*Text section*
..............................

The same goes for math: even with the basic understanding that I have (I only made it as far as Algebra II) the logic when explained well is inherent in the subject. Earlier in my doctoral studies, beginning in 2020, my two-sided approach to developing my own character and intellect beyond my studies came in the form of first signing up for Irish classes again, and second picking up where I left off with my mathematical studies in college and trying my hand at a beginner physics course. I’m sad to say I really haven’t had the time to devote to this mathematical pursuit as much as I would like. Perhaps I will be able to work it in someday, alas I also have to eat and sleep, and I’ve learned my attention will only last for so long. I too, dear reader, am only human.
Yet this is something where Open AI o1 differs from the average bear, for it is decidedly not human. How would we try to successfully communicate with a non-human entity or being when we have no basis for conversation to start with? The good thing about o1 and other AI programs is these are non-human minds which we are creating in our own image, ever the aspirant we are wrestling with the greater Essence from beyond this tangible Cosmos we inhabit. We can form o1 and its kind in the best image of our aspirations, a computerized mind that can recognize both empathy and logic and reflect those back to us in its answers to our questions. In the long run, I see o1’s descendants as the minds of far more powerful computers that will help our descendants explore this solar system and perhaps even beyond.
From the first time I saw it in work, I saw in ChatGPT a descendant of the fictional computers of Starfleet’s vessels whose purpose in being is to seek out new life and new civilizations and to boldly go where no one has gone before. Perhaps that future where humanity has built our utopia in this place, our planetary home, will be facilitated by AI. Perhaps, if we use it, build it, and train it right.

..............................

(Stored records)
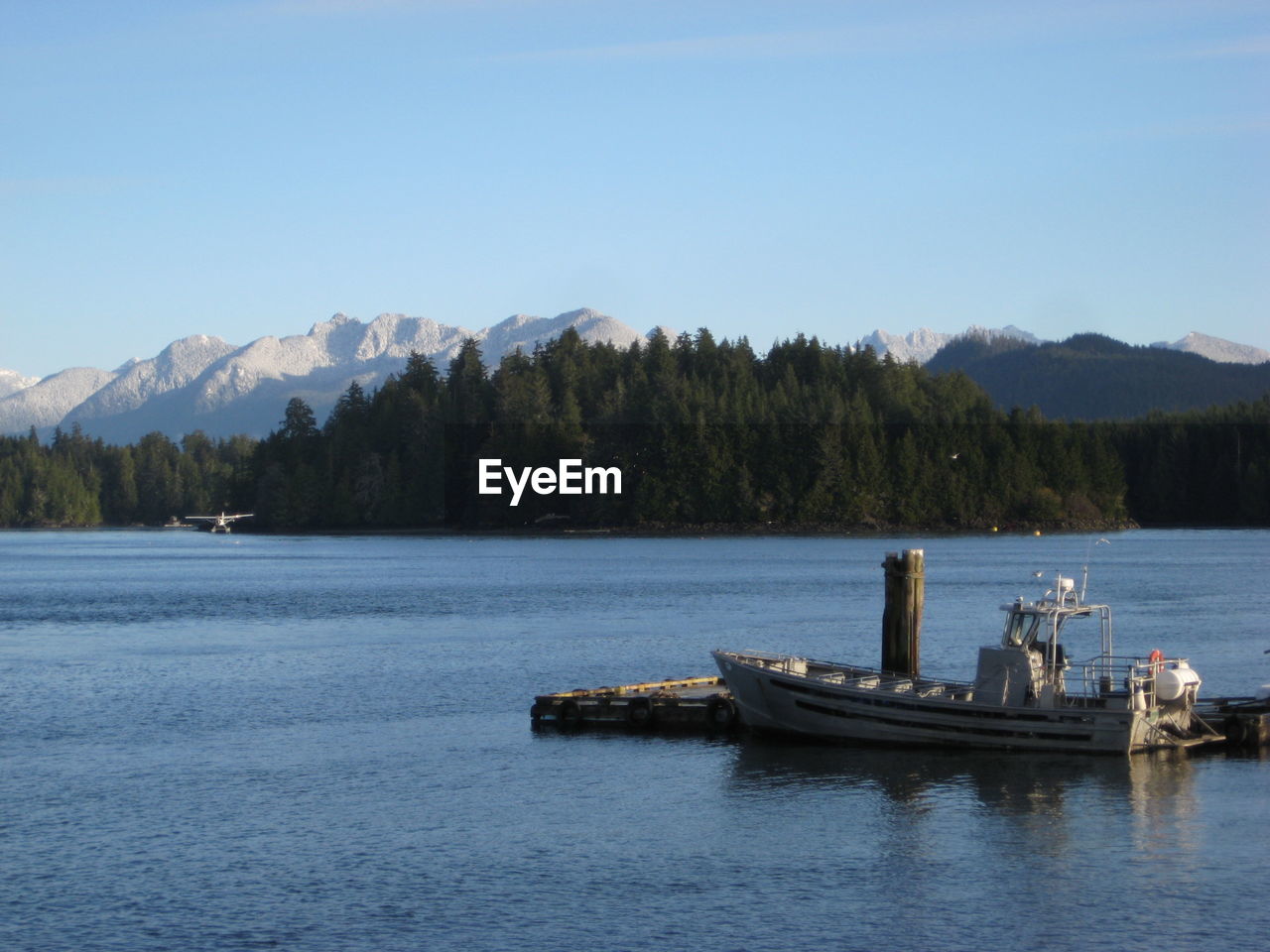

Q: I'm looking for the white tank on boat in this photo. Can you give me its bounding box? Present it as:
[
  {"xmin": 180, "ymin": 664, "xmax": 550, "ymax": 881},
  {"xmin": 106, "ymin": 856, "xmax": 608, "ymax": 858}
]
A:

..............................

*Work task 1*
Answer these from the piece about o1:
(a) What language did the writer sign up to take classes in again?
(b) How far did the writer get in math?
(c) The writer sees ChatGPT as a descendant of which fictional computers?
*Work task 2*
Return the part of the piece about o1 word for word, beginning at the words "From the first" and stopping after "train it right.".
The items have nothing to do with the text.

*Final answer 1*
(a) Irish
(b) Algebra II
(c) The computers of Starfleet's vessels

*Final answer 2*
From the first time I saw it in work, I saw in ChatGPT a descendant of the fictional computers of Starfleet’s vessels whose purpose in being is to seek out new life and new civilizations and to boldly go where no one has gone before. Perhaps that future where humanity has built our utopia in this place, our planetary home, will be facilitated by AI. Perhaps, if we use it, build it, and train it right.